With the pictures left out, every record must be reproduced exactly.
——————
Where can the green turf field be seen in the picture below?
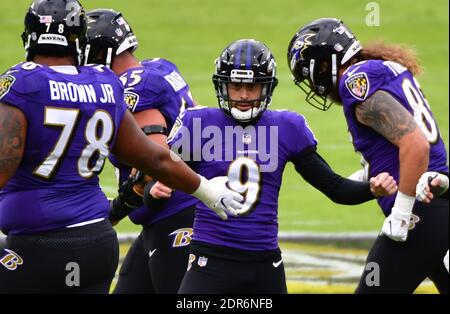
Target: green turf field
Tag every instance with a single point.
(191, 33)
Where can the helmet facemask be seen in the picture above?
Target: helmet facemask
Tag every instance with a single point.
(108, 35)
(314, 56)
(229, 105)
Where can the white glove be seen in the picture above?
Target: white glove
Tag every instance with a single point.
(446, 261)
(215, 194)
(424, 186)
(396, 225)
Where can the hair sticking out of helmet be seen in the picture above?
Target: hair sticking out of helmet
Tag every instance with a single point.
(314, 56)
(54, 28)
(245, 61)
(108, 35)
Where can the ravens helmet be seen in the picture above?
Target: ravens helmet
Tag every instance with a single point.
(315, 54)
(108, 35)
(54, 28)
(245, 61)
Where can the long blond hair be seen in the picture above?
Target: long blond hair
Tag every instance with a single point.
(392, 52)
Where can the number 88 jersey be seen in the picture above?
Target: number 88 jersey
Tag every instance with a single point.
(358, 83)
(73, 114)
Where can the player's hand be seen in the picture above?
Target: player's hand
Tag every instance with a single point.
(215, 194)
(396, 226)
(383, 185)
(159, 190)
(431, 184)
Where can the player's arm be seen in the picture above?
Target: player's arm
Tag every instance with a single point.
(315, 170)
(384, 114)
(131, 192)
(13, 128)
(134, 149)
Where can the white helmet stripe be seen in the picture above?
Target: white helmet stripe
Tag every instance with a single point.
(127, 44)
(351, 51)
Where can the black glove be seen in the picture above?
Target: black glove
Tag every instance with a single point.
(150, 202)
(127, 200)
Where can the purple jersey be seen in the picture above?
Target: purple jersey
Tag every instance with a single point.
(156, 85)
(72, 124)
(253, 158)
(358, 83)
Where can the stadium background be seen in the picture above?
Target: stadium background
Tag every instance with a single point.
(191, 33)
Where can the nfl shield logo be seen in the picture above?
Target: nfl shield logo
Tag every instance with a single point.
(202, 261)
(246, 138)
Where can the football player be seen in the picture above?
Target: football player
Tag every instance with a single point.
(58, 123)
(155, 93)
(393, 128)
(251, 145)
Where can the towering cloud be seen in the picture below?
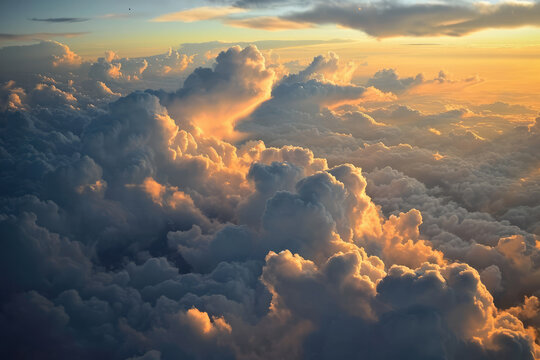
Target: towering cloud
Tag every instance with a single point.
(133, 227)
——————
» **Result of the exercise**:
Where can the green turf field be seen in the picture below?
Target: green turf field
Tag every instance with a single point.
(191, 33)
Where can the helmet facemask be seen in the picture above?
Target: helmet facemask
Tag every instance with a single point.
(108, 35)
(314, 56)
(229, 105)
Where can the white glove be seen in the picture above?
Target: white glove
Tag every instance with a single point.
(446, 261)
(215, 194)
(424, 186)
(396, 225)
Where can the hair sticking out of helmet be seen in the picture above?
Target: hair sticking out of helmet
Tag every instance with a single point.
(314, 56)
(54, 28)
(245, 61)
(108, 35)
Where can the ravens helmet be seen in the picture above?
Target: ravens helmet
Tag every instance with a single point.
(315, 54)
(108, 35)
(54, 28)
(245, 61)
Where can the long blond hair be seen in the picture above?
Target: long blond hair
Tag every instance with a single point.
(392, 52)
Where can the number 88 jersey be seen in the picture above?
Target: number 88 jersey
Tag every instance with a single point.
(358, 83)
(73, 114)
Where can the player's hand be seen in the picture above?
Target: player's hand
Tag every instance with a single point.
(215, 194)
(396, 226)
(383, 185)
(159, 190)
(431, 184)
Where can the player's arm be seen in the picture above?
Target: player's arm
Tag every instance with a single point.
(315, 170)
(384, 114)
(131, 192)
(13, 128)
(134, 149)
Where can the white helmet stripe be seen in the picture above?
Target: white helmet stripe
Tag every instance with a single point.
(127, 44)
(351, 51)
Where can the black glove be seen in the picture above?
Target: black glove
Tag every instance with a single point.
(150, 202)
(127, 200)
Where can the purple jersey be seen in the picture above?
Target: purple jersey
Tag every instance with a single point.
(156, 85)
(72, 124)
(253, 158)
(358, 83)
Where can the stadium background be seen in the picture above?
Target: stadium background
Tag every instance with a single point.
(191, 33)
Where can the nfl shield logo be seen in the picture above?
Target: nfl shield logo
Tag every instance with a single point.
(202, 261)
(246, 138)
Where can the football player be seen in the picture above?
Target: football player
Tag every instance with a single point.
(58, 123)
(155, 93)
(393, 128)
(251, 145)
Where can the towering cloud be seen in the picture below?
Target: towering cloud
Tag every instance with a single point.
(133, 227)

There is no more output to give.